*Your task*: Find every line below with the word "background" in it, and copy each one.

= Beginning of Section =

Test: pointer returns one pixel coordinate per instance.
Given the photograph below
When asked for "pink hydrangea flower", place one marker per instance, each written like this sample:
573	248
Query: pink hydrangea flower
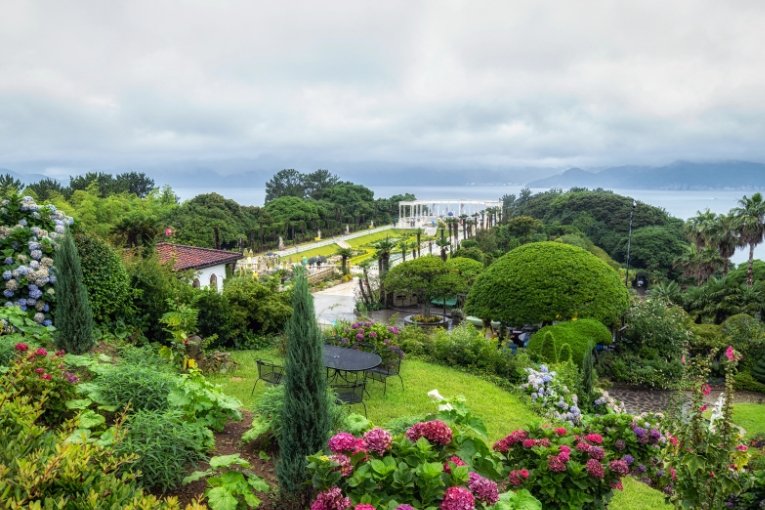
620	467
556	464
343	442
378	440
453	460
457	498
515	437
485	490
595	468
518	476
343	463
331	499
594	438
435	431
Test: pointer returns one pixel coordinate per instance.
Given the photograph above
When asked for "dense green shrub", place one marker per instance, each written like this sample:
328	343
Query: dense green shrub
106	279
42	469
255	307
465	346
581	336
545	282
267	420
414	340
74	318
214	318
141	387
166	444
156	285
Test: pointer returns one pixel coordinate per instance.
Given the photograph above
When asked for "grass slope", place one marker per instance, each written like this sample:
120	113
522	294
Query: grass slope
502	411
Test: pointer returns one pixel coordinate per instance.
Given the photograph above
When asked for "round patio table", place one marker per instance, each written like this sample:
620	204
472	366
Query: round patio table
349	360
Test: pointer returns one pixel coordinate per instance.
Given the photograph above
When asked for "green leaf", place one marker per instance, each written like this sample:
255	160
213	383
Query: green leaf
80	403
219	498
90	420
196	475
228	460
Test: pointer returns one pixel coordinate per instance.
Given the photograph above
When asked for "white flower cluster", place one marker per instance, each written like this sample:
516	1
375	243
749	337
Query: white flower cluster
28	235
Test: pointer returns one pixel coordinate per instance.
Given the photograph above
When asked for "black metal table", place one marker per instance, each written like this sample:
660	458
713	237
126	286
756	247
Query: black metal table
342	359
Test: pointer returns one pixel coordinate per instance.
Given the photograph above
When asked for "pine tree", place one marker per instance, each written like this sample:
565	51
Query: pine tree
305	422
74	318
588	381
565	353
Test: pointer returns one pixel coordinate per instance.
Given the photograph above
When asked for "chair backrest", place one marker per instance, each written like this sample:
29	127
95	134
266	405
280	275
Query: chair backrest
352	393
269	371
392	366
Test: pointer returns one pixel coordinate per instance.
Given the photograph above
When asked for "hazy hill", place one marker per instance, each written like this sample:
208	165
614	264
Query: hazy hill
681	175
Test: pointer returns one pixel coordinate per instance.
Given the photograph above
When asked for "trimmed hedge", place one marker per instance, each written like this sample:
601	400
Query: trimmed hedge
580	336
546	282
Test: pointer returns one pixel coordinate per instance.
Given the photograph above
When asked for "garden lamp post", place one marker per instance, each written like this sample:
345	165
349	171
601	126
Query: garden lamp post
629	245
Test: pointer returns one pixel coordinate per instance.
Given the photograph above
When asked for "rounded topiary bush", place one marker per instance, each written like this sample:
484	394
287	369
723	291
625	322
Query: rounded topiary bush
580	336
546	282
105	277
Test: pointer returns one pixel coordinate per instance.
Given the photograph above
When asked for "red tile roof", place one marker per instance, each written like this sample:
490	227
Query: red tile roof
193	257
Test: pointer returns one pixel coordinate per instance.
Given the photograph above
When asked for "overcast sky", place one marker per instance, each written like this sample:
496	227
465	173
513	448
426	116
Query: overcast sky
333	84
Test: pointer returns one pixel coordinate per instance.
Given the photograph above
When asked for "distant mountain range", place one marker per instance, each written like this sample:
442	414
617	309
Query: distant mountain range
681	175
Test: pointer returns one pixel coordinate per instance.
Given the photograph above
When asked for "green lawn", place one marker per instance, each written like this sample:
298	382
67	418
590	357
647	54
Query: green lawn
502	411
357	242
321	251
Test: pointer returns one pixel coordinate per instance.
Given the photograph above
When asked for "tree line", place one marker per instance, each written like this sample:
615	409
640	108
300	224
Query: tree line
131	211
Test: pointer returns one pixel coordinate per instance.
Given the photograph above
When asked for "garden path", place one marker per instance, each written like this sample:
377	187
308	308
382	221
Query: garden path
642	400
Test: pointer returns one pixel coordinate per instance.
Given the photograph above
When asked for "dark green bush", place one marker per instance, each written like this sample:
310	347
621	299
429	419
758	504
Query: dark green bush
545	282
143	387
414	340
106	279
156	285
255	308
166	445
580	335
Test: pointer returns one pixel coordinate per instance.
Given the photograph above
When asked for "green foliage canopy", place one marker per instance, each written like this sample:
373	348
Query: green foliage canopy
545	282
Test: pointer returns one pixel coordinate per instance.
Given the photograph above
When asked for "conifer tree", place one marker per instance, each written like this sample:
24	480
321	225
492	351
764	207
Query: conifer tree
74	318
588	381
549	352
305	422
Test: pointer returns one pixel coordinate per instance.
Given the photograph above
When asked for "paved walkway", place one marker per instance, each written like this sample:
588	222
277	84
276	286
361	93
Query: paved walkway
640	401
330	240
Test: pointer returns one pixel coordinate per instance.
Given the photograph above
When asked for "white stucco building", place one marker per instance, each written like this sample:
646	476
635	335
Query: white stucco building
208	265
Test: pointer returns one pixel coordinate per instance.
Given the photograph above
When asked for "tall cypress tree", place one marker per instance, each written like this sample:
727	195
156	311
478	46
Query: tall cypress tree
74	318
305	421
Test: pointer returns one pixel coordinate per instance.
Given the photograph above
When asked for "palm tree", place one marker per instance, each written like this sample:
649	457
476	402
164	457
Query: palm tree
724	236
345	254
701	227
383	247
750	226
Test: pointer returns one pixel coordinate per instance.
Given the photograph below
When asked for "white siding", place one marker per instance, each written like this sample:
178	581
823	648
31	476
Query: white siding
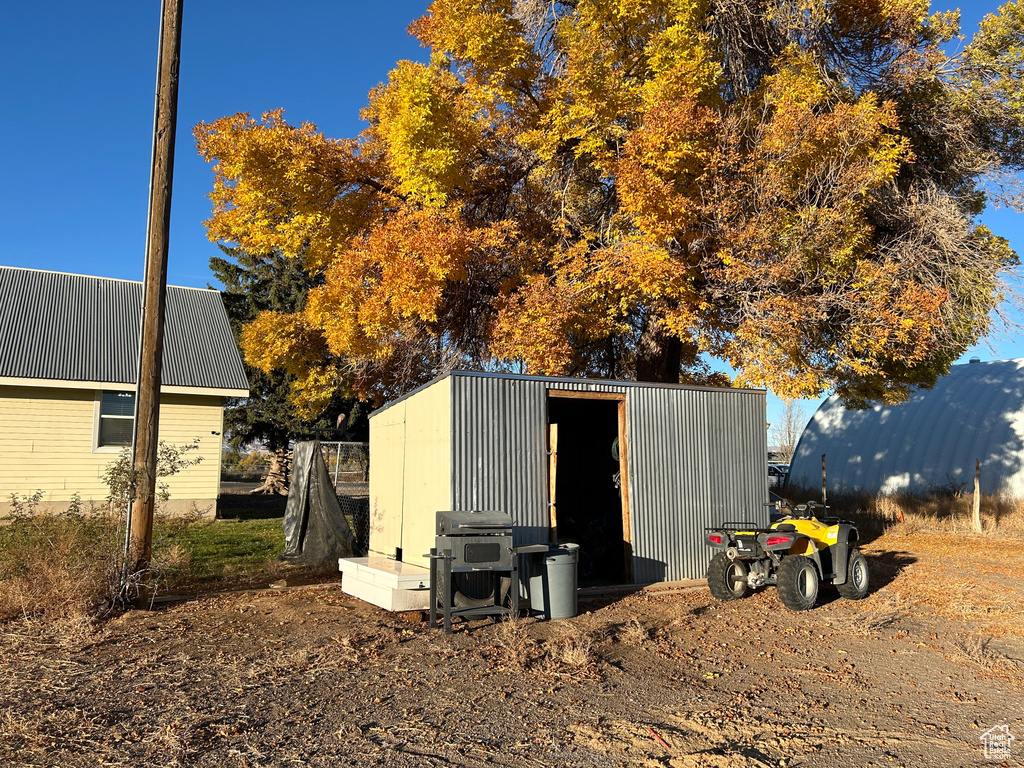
47	443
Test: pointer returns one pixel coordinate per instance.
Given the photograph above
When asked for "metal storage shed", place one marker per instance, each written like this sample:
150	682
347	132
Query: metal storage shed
975	412
688	457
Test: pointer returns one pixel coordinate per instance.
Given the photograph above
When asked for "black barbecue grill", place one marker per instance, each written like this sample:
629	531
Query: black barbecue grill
473	552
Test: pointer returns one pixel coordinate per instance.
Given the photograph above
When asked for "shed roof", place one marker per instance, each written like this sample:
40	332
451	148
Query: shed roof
71	329
931	441
565	382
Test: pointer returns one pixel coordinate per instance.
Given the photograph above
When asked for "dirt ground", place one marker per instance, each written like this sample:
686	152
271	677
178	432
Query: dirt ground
912	676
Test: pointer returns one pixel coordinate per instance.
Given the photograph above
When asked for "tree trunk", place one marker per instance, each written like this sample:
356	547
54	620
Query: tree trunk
276	477
658	354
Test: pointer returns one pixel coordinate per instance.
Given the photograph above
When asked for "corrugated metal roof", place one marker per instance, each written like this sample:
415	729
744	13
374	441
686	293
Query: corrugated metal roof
569	382
975	412
76	328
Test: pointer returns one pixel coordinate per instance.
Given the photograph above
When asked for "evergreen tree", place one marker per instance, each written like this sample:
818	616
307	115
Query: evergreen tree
273	283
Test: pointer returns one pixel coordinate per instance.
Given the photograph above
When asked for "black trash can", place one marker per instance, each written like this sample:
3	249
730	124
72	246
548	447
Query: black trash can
552	585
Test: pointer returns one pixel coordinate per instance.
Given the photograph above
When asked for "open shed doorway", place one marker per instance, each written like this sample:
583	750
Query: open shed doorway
588	482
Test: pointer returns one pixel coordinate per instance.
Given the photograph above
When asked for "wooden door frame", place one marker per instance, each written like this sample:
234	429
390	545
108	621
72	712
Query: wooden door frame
624	468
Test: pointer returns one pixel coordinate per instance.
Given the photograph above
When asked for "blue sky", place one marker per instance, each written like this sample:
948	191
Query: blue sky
78	78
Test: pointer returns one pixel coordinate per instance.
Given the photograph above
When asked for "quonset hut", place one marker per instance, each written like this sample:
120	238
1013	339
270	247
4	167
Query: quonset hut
632	472
931	441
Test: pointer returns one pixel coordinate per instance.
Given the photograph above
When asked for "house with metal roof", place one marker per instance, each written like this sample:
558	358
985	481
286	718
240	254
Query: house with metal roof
632	472
69	347
975	413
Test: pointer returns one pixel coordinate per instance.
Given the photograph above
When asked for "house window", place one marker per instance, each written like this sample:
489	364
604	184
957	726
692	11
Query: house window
117	417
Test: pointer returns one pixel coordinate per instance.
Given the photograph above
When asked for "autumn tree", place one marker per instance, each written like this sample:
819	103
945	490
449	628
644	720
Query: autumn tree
267	283
628	187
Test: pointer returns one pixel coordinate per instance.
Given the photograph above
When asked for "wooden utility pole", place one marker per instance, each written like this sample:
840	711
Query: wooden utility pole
824	486
144	449
976	507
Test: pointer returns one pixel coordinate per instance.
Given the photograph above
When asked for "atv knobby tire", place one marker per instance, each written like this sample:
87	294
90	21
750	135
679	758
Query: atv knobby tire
798	583
856	578
727	579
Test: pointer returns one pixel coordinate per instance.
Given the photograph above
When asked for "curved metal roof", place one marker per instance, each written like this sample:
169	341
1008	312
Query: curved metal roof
975	412
60	327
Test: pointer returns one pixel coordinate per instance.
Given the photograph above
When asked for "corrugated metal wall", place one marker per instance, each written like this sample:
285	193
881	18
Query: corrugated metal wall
696	457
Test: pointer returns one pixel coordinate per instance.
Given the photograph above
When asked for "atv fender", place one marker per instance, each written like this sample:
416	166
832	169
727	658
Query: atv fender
808	548
841	551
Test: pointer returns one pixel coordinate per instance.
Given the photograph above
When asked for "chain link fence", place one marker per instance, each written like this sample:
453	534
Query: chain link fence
348	464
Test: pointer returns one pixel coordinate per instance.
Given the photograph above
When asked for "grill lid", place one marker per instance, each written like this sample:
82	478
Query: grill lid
475	521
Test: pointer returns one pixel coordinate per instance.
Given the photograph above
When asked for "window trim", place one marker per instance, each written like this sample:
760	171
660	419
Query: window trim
96	417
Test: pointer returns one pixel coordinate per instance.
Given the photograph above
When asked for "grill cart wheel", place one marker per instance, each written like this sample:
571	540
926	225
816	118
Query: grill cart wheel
476	590
727	579
798	583
857	578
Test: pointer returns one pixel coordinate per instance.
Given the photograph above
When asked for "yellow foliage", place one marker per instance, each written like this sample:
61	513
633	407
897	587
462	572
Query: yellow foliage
577	187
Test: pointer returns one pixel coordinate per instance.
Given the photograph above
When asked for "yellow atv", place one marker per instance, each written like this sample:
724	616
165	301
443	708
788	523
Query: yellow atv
799	550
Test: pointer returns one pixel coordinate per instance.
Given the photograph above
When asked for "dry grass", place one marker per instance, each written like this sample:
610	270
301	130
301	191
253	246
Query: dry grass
517	648
57	566
943	510
574	650
634	633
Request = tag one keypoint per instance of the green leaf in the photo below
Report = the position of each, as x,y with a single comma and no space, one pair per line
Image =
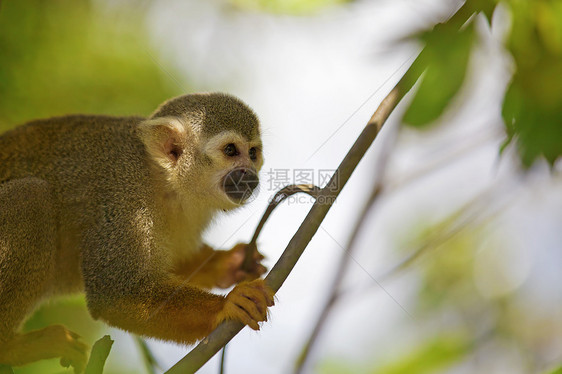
99,354
446,56
433,355
532,110
293,7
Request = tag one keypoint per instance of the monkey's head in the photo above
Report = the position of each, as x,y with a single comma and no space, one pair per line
208,147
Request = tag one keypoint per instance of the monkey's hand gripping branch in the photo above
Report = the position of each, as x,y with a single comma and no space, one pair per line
325,197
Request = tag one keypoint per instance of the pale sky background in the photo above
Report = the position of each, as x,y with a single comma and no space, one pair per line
314,82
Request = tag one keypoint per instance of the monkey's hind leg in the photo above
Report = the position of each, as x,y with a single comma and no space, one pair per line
27,261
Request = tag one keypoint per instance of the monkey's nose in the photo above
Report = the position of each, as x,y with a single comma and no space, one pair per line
239,184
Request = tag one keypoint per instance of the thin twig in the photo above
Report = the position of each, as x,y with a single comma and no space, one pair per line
277,199
346,256
209,346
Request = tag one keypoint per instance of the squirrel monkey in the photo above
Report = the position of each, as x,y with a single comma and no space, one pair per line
115,207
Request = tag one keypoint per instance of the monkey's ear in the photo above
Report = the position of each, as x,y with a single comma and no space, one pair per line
164,139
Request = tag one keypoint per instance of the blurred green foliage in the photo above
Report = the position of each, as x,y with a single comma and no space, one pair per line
446,56
292,7
532,108
64,56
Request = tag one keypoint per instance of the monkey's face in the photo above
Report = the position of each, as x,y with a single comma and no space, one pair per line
234,165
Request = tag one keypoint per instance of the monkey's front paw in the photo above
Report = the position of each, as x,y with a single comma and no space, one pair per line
233,265
248,303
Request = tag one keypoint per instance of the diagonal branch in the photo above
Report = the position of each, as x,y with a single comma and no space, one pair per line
208,347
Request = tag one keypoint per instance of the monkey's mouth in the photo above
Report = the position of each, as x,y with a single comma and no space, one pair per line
239,184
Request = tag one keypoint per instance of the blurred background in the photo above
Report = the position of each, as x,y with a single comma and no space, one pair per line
457,267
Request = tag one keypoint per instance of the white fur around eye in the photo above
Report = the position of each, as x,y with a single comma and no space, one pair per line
217,142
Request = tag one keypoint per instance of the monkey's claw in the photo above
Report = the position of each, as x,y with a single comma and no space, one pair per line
248,303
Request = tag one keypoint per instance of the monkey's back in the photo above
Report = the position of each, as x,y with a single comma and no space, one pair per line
70,150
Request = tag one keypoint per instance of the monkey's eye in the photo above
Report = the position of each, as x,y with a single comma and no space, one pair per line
230,150
253,153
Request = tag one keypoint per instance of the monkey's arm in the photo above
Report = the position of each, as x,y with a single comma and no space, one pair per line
125,287
216,268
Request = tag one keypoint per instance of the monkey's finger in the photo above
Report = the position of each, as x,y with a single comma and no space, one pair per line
250,306
65,362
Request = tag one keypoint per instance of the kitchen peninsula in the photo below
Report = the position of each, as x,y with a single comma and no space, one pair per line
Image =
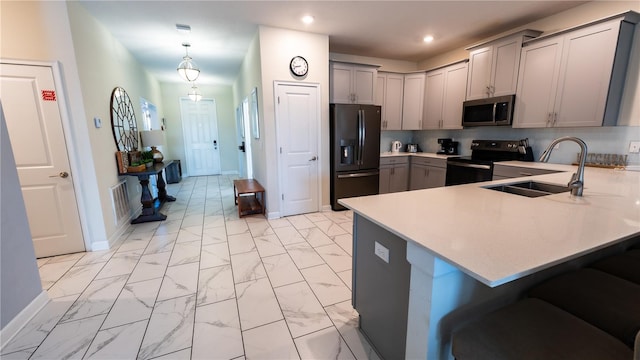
446,255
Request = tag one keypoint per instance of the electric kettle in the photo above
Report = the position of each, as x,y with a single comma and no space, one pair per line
396,146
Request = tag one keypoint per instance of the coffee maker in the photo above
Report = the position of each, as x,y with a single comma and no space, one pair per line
448,147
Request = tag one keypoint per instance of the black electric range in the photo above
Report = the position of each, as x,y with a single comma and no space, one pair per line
484,153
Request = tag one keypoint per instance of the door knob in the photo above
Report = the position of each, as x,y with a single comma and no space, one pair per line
62,174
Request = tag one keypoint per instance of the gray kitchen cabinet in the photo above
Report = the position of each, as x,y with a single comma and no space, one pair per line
427,173
352,83
389,94
508,172
443,97
394,174
574,78
381,279
413,101
493,66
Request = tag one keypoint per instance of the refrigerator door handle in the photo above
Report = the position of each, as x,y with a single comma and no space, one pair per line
355,175
363,137
360,135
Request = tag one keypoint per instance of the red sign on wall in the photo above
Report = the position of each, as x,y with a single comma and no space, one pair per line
49,95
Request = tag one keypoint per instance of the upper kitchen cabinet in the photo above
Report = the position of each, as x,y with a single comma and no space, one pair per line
389,89
413,101
493,66
352,83
443,97
575,77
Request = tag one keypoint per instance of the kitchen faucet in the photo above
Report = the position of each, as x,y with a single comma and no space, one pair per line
577,179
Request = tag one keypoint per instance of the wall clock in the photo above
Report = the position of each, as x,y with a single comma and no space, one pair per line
299,66
123,121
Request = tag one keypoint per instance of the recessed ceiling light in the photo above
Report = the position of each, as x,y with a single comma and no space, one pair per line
183,29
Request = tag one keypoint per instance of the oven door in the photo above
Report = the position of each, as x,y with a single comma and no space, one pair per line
464,172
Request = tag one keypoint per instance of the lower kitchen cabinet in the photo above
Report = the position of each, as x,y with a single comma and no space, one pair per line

= End of Section =

*Answer*:
Request = tag one keypoint per instance of the pale sky background in the photo above
Request = tag one keypoint per instance of the blurred background in the photo above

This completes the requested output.